[Stored entries]
⟨

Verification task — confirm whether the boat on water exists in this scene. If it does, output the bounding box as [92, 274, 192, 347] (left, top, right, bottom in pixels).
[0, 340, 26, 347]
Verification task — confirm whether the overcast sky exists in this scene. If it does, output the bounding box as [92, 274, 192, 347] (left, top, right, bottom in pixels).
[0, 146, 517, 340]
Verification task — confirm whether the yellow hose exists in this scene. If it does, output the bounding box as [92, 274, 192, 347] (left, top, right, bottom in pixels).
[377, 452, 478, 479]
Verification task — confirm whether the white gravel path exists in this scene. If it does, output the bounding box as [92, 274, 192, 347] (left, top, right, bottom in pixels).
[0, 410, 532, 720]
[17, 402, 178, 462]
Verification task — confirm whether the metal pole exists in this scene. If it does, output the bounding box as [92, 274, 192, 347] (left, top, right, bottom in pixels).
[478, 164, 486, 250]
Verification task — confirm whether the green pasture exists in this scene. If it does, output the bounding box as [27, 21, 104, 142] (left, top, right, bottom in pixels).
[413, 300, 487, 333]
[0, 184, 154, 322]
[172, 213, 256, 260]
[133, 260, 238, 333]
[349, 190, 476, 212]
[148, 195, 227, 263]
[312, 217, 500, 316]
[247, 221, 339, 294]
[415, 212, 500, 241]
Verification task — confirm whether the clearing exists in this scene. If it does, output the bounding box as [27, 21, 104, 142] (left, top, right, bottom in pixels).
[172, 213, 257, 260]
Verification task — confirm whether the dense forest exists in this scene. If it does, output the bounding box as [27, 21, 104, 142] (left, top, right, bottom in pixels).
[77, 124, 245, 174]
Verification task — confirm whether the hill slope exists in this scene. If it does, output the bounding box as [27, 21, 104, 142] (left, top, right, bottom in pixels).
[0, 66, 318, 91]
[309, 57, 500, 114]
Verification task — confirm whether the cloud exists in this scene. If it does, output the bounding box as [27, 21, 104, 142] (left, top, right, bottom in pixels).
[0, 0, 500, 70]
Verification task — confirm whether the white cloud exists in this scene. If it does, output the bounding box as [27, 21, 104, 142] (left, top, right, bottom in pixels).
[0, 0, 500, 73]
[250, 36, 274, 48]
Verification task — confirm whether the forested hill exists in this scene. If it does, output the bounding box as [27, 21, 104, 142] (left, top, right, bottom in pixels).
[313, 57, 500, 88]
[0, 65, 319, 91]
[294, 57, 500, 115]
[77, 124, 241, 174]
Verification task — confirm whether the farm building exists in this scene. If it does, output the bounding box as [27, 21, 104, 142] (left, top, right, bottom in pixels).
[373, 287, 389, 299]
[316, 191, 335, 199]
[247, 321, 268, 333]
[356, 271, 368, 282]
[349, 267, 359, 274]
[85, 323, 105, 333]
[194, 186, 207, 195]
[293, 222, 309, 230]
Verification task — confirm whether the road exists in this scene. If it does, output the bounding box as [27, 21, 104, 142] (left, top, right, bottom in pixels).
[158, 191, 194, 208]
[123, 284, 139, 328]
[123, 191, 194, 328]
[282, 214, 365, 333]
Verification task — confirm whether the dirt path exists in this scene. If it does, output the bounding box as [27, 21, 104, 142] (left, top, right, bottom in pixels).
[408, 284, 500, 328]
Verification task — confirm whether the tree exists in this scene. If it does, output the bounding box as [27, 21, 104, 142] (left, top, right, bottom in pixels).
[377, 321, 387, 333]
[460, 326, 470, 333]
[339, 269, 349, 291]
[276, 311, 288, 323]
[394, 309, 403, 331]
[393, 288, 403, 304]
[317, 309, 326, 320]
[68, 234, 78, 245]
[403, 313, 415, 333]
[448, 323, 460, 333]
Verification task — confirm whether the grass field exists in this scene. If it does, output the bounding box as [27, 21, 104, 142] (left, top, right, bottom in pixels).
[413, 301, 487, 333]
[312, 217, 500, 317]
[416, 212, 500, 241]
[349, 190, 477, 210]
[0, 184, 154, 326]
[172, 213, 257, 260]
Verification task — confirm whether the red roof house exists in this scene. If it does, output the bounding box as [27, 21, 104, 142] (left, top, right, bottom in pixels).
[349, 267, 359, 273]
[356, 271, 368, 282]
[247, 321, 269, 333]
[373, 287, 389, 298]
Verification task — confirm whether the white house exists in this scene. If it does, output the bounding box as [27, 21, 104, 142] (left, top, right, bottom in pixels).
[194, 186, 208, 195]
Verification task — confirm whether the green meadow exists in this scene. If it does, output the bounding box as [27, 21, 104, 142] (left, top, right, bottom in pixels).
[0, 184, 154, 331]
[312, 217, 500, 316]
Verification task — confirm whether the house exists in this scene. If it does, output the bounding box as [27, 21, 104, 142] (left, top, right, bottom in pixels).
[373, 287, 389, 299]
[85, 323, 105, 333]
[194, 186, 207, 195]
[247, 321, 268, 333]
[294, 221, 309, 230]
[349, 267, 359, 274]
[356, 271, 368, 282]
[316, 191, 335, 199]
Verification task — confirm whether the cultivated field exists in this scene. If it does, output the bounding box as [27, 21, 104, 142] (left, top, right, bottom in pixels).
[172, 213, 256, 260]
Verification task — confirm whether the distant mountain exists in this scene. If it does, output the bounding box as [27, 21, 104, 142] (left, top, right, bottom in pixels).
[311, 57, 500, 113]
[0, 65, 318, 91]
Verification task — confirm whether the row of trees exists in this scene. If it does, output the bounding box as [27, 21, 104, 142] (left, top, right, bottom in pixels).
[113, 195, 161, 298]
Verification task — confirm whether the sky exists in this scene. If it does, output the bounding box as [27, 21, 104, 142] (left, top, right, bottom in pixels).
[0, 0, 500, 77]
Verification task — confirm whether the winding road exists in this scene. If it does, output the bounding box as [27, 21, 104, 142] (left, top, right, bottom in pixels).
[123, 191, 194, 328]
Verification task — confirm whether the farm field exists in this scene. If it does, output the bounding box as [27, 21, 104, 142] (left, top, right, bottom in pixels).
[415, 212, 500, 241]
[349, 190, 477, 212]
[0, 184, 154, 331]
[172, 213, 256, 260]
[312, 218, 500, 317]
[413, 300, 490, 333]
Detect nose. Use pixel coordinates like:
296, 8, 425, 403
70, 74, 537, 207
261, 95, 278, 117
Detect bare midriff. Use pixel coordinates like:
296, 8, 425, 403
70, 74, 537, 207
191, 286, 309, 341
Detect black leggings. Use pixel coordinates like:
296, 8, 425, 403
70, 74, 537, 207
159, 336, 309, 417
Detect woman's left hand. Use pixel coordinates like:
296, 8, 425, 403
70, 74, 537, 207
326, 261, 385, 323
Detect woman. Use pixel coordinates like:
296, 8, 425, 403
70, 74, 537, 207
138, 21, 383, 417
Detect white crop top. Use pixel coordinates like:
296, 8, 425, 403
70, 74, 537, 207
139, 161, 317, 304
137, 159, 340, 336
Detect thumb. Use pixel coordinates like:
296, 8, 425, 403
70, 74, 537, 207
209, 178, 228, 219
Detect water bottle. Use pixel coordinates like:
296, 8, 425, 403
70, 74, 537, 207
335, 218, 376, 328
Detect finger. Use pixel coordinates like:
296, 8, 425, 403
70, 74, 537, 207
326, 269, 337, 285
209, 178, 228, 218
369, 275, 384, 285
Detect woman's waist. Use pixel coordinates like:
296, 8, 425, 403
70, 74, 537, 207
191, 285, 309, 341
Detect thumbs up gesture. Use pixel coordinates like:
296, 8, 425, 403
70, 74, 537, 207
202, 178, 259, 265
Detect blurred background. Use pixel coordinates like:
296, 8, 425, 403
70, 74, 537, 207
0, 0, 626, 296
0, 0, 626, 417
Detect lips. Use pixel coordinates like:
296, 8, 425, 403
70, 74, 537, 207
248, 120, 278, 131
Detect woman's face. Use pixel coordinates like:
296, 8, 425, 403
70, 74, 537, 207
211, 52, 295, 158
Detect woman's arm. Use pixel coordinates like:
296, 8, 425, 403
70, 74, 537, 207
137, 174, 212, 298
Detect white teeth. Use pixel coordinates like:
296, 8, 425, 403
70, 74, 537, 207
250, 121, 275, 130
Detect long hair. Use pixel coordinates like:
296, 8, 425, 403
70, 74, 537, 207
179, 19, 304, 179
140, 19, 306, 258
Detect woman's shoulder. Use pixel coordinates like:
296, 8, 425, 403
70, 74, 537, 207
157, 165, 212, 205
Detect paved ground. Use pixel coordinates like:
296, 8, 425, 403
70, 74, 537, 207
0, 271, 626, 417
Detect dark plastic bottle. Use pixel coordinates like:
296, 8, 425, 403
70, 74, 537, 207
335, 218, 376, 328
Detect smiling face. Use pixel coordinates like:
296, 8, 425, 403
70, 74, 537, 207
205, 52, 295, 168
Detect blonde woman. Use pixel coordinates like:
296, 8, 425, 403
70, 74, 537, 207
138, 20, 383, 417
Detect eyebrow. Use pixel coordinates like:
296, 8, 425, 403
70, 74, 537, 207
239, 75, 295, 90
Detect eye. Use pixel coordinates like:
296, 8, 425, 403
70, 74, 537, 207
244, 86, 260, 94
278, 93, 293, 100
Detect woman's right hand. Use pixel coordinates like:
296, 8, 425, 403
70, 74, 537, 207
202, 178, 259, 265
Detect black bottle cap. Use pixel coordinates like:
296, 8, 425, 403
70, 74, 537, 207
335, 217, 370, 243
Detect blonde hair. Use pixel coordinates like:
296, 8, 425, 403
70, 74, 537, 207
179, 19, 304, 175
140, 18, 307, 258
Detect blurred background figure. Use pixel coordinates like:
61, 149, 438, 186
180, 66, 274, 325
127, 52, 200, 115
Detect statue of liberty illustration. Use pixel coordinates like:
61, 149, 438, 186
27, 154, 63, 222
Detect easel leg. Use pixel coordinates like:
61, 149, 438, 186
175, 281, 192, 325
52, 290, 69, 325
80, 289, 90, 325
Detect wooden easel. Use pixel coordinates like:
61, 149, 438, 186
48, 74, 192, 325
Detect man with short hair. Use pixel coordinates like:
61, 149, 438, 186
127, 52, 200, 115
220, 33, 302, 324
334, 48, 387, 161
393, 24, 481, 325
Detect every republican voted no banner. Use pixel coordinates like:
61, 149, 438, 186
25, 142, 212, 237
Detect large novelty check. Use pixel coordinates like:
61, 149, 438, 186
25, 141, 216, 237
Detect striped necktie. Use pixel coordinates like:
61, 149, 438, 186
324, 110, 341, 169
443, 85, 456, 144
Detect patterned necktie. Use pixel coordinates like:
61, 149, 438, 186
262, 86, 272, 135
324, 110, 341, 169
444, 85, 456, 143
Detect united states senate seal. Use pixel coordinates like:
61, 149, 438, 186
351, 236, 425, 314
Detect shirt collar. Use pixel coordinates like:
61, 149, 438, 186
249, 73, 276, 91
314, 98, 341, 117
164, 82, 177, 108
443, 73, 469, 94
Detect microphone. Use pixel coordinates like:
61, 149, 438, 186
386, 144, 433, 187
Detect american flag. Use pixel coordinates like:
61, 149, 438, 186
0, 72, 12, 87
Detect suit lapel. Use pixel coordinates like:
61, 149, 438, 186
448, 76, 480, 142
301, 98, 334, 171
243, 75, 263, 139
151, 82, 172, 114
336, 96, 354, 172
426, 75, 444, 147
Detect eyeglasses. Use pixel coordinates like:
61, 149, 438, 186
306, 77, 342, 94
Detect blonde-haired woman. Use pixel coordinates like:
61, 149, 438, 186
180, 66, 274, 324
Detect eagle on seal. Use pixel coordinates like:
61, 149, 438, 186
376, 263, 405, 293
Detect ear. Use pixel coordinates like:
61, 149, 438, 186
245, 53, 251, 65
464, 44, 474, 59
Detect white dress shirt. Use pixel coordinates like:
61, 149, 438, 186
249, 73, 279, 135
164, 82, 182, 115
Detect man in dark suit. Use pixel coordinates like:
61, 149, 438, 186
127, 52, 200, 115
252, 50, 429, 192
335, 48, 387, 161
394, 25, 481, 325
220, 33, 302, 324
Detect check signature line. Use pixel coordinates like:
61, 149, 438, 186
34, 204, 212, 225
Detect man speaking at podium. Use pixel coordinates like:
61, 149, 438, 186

⟩

> **Given request**
Recast everything in the material from the line containing "Detect white crop" down to the line containing "209, 178, 228, 219" as a Markdown table with the columns Row and Line, skipping any blank lines.

> **Final result**
| Row | Line |
|---|---|
| 1 | Detect white crop top. Use pixel coordinates like: |
| 2 | 296, 8, 425, 403 |
| 3 | 70, 74, 537, 207 |
| 4 | 139, 161, 317, 304 |
| 5 | 137, 159, 340, 336 |
| 6 | Detect thumb. Use pixel coordinates like: |
| 7 | 296, 8, 425, 403 |
| 8 | 70, 74, 537, 207 |
| 9 | 209, 178, 228, 219 |